■ **Stored dataset items**:
■ ■ ■ ■ ■ ■ ■
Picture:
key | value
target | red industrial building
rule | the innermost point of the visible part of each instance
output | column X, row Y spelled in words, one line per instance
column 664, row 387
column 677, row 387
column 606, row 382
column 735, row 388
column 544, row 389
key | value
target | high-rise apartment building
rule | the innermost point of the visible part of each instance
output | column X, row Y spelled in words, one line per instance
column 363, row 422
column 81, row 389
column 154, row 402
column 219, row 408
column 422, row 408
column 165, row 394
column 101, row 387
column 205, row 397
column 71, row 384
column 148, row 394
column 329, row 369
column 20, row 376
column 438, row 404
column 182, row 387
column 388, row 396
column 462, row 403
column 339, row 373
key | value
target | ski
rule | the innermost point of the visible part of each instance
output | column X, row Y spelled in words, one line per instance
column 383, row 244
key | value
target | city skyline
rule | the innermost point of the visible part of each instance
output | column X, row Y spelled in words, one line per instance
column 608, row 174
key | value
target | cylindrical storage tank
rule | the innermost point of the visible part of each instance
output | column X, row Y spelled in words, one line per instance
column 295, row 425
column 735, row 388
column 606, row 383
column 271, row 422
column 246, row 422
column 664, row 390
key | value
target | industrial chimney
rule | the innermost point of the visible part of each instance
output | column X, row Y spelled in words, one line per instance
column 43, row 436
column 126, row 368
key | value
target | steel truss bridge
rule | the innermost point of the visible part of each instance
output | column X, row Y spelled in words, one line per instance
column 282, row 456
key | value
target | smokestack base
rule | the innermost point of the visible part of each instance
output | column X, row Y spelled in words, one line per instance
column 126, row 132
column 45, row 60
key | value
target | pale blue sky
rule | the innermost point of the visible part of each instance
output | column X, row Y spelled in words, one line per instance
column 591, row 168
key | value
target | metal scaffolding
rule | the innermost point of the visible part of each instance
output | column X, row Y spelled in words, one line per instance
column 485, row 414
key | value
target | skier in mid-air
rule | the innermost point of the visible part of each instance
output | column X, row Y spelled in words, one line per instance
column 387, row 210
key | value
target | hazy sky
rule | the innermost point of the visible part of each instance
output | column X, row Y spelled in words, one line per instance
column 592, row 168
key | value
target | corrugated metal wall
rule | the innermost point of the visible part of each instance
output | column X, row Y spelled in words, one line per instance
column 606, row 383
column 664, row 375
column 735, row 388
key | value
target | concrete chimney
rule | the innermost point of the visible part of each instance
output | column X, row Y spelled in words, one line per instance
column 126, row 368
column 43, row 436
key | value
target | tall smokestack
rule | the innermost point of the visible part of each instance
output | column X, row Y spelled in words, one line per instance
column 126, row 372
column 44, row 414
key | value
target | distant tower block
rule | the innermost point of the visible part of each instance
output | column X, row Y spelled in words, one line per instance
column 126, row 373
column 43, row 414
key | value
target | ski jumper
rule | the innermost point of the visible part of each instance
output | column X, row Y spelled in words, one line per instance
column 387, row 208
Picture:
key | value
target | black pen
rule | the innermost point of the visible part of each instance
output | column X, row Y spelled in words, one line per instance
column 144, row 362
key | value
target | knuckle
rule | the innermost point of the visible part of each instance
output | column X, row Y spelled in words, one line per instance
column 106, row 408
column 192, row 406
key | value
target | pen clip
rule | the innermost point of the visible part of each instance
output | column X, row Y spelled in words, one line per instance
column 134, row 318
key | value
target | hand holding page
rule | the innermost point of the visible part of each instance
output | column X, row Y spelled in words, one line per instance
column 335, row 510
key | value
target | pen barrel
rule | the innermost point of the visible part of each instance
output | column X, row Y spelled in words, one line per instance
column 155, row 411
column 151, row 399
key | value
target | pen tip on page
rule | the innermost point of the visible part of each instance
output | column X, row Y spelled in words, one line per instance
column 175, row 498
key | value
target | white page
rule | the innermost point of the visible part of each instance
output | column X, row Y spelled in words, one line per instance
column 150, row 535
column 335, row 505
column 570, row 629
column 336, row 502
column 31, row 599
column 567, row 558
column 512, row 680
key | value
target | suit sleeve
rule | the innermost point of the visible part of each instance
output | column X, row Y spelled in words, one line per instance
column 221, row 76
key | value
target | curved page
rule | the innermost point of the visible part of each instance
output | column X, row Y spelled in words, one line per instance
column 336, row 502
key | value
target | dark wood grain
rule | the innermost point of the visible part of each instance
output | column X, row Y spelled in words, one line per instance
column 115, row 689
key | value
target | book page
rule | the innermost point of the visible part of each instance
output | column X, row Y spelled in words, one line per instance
■ ■ ■ ■ ■ ■ ■
■ **WHAT THE EXERCISE ASKS**: Within the entries above, some lines may contain "metal". Report how many, and nothing else.

■ **OUTPUT OF THE EXERCISE**: 2